**Page excerpt:**
Following the Great Western Trail
If we want our steaks, chili, and smoked briskets, we've got to take cattle to the slaughter house somehow.
Today, we let truck drivers do it, and try not to think about poor Bessie as we bite into a warm, moist
cheeseburger.

Cattle didn't always get to market in a ventilated trailer, however. They used to walk there themselves, and
their hooves carved deep scars along trails that stretched for thousands of miles. The Great Western Trail, an
offshoot of the Chisholm Trail, was one of these roads.  

The Great Western Trail, blazed by rancher and trail driver John Lytle, was the last great northern cattle trail.
Running from Kerrville to Dodge City and points northward, it had many functions in its relatively brief lifespan
(ca. 1875-1885, give or take a few years). Trail outfits could take cattle to sell to the Comanche, Kiowa, Apache,
and Cheyenne reservations in western Oklahoma Territory;  cattle could be shipped to the processing plants in
Kansas City after boarding in Dodge City; or the longhorn could be taken all the way to the Dakotas in order to
stock the new ranching empires.

Cowboys who took to the trail tended to call it the Chisholm Trail - just about every single trail they rode on in
Texas they called the Chisholm Trail - but the Great Western was actually quite distinctive. The terrain was
decidedly more rugged and  parched, and formidable barriers, such as  the canyons in Texas, the Wichita
mountains in Oklahoma Territory, and the Great Basin in Kansas, made the trail drivers really earn their keep.

**Data:**
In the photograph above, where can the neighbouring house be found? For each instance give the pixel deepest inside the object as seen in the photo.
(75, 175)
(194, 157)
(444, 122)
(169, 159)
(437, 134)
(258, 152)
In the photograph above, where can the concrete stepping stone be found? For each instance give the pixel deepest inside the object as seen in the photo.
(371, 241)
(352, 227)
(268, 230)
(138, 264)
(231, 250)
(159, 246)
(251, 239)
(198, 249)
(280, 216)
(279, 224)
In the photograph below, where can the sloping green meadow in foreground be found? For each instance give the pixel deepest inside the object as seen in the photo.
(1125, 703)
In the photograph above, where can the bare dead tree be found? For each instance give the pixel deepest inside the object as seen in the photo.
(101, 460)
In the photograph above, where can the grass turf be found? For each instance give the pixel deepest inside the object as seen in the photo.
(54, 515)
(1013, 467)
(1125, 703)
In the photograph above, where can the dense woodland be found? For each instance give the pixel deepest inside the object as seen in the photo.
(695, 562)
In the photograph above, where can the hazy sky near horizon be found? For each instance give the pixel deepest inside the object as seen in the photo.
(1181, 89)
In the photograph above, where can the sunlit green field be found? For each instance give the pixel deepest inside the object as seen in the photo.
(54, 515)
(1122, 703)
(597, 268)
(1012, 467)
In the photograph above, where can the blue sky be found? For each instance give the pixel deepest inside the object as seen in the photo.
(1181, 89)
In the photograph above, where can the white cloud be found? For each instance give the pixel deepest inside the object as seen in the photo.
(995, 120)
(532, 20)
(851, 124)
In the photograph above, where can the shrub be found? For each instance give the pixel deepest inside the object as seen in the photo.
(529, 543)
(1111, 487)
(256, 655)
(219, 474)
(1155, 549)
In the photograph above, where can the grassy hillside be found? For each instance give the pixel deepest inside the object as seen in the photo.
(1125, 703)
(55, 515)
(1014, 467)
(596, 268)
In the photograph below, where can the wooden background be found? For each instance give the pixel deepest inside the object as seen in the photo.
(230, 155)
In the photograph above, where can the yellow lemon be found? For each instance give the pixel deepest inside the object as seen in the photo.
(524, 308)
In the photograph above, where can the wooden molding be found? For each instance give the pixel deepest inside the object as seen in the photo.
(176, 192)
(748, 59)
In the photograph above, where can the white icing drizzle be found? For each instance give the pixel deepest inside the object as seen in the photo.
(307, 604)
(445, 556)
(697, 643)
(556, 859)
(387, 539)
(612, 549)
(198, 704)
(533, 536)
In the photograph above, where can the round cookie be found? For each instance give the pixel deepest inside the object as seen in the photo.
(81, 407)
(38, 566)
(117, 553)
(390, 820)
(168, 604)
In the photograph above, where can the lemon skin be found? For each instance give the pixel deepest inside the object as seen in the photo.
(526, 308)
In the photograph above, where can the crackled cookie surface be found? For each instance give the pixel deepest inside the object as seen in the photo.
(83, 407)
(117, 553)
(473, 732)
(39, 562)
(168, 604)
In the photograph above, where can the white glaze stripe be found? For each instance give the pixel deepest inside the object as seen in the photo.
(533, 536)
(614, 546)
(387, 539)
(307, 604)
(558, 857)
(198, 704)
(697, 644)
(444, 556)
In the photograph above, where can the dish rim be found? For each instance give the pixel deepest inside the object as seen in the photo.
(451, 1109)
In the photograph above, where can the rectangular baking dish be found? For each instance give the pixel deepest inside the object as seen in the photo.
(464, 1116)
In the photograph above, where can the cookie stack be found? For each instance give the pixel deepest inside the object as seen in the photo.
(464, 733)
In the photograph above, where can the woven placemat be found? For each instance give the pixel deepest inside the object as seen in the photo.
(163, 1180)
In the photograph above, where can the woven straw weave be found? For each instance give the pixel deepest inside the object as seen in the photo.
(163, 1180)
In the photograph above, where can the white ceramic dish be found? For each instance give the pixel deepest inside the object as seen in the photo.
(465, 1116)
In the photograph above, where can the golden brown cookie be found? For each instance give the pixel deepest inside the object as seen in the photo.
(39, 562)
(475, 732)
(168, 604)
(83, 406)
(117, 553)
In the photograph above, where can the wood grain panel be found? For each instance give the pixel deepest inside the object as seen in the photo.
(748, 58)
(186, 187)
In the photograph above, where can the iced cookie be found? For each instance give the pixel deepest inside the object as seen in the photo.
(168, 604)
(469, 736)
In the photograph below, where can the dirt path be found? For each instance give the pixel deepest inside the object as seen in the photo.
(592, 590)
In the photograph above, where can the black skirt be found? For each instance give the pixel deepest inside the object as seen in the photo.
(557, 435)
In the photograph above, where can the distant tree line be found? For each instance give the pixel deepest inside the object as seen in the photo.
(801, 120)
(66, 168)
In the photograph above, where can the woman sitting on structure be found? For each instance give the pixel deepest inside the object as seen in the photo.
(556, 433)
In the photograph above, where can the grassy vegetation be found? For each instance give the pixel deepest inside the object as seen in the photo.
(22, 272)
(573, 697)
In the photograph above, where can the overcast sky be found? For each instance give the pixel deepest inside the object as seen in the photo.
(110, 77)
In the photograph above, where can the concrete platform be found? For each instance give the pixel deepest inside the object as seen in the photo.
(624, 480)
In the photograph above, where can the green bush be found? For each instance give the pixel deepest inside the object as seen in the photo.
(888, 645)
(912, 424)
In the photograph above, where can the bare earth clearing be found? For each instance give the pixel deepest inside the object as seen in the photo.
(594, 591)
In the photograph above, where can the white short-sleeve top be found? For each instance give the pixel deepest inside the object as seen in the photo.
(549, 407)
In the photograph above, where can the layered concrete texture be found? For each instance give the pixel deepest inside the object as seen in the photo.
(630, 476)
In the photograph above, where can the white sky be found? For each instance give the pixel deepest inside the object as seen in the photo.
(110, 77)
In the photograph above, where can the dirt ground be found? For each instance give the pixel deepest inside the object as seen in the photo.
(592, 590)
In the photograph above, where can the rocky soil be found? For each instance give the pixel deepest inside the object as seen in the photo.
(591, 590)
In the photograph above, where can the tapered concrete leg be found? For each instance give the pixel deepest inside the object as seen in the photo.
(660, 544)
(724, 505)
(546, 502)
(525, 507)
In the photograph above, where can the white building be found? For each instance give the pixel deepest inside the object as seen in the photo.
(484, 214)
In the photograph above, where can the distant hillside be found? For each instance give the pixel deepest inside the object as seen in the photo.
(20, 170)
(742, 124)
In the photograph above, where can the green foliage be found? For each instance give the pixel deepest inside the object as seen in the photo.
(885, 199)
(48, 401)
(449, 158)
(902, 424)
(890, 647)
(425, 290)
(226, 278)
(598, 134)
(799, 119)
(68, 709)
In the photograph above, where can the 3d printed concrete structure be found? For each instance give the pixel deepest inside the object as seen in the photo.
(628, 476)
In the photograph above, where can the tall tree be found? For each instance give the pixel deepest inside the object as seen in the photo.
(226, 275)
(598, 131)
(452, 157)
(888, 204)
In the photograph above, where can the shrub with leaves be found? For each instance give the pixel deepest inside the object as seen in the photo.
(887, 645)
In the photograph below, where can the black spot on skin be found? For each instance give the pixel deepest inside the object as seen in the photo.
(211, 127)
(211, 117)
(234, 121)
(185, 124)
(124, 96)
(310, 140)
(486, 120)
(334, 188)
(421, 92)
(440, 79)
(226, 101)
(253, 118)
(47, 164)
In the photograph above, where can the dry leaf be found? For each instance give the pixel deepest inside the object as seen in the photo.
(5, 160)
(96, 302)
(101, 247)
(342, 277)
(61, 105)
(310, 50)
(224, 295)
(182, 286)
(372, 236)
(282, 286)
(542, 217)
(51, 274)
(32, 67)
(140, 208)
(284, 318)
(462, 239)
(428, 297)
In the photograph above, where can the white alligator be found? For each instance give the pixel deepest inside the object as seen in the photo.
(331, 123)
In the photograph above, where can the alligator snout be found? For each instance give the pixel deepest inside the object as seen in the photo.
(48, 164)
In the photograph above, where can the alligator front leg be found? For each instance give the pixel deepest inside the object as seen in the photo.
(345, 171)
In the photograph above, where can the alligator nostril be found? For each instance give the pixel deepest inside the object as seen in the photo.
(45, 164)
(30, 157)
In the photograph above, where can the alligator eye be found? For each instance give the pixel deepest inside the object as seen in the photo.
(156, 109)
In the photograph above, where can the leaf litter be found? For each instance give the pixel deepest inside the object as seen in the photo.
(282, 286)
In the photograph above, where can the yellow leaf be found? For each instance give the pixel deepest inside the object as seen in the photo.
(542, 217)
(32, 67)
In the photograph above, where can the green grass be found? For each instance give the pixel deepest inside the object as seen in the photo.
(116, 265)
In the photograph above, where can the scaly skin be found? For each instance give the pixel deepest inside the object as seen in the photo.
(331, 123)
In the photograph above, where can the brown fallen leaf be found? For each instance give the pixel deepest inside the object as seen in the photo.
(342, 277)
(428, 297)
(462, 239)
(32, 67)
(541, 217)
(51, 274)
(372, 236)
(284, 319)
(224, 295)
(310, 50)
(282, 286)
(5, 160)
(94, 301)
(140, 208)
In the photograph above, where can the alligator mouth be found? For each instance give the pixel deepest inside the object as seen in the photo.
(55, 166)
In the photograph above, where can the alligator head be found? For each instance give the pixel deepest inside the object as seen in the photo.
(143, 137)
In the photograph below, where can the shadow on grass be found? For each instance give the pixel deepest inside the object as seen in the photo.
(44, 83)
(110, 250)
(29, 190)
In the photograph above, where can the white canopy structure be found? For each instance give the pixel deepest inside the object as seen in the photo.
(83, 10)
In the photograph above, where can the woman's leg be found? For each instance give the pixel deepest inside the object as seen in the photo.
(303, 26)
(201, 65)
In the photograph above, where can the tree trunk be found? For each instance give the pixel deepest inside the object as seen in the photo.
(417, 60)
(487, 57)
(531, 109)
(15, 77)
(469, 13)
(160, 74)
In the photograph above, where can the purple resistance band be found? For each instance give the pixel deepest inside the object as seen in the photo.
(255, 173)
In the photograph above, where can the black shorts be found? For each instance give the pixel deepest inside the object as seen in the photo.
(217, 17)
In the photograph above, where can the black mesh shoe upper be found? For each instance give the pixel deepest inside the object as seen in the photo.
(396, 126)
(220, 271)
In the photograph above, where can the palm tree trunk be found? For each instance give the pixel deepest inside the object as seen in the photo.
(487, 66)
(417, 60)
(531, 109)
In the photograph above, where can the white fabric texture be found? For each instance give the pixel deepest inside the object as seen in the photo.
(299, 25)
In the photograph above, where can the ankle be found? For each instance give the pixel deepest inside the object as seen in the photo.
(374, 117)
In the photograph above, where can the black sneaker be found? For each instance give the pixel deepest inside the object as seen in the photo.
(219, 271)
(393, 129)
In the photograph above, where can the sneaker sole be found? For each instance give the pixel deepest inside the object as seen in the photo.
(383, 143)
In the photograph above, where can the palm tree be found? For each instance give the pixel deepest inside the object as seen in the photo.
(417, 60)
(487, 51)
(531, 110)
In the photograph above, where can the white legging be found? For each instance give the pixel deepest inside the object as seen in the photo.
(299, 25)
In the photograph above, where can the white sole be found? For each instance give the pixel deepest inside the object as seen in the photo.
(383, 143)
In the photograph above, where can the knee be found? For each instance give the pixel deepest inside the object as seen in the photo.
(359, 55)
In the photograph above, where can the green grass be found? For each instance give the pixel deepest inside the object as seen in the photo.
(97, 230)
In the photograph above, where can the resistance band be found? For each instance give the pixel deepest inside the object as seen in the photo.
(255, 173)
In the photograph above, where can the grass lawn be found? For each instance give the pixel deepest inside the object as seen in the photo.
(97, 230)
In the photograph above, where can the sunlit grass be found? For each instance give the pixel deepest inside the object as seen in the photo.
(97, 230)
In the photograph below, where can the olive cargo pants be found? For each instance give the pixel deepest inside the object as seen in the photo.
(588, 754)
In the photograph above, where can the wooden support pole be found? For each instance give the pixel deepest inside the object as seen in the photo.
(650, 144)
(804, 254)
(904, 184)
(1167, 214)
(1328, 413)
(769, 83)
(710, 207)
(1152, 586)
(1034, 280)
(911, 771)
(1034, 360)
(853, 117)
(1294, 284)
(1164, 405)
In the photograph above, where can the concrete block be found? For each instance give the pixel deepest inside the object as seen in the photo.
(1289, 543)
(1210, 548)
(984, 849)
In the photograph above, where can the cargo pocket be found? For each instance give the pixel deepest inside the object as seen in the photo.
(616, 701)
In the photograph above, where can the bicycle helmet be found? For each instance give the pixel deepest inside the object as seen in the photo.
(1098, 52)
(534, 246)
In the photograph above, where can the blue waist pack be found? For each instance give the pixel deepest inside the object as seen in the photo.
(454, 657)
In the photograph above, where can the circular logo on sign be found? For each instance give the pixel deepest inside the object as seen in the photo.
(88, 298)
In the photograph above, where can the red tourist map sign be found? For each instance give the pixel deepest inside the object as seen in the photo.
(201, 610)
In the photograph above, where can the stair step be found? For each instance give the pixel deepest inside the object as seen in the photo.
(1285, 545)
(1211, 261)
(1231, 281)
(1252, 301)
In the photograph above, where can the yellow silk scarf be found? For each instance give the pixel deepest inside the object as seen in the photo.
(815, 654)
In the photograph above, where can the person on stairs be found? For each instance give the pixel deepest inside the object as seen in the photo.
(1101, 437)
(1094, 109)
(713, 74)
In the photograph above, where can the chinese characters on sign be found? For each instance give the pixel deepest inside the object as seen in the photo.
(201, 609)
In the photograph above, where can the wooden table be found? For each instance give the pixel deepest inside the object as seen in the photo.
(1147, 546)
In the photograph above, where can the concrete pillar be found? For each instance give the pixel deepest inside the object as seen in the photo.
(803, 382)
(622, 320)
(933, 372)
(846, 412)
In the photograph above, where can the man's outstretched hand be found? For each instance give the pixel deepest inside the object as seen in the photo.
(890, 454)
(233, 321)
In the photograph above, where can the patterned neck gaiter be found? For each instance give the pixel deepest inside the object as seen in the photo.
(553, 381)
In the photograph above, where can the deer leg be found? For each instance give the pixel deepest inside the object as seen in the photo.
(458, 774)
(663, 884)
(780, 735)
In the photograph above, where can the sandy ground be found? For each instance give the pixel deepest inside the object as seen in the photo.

**Challenges:**
1. From the Great Western Trail text, list the tribes whose reservations in western Oklahoma Territory could buy cattle from trail outfits.
2. Pull out every line of the entries that contains the string "dirt", matching case exactly.

**Results:**
1. Comanche, Kiowa, Apache, Cheyenne

2.
In the photograph below, where can the dirt path be found? For each instance give the pixel deepest inside the object as seen in the photo.
In the photograph above, where can the dirt ground be found? For each instance give the pixel deepest inside the object as seen in the photo.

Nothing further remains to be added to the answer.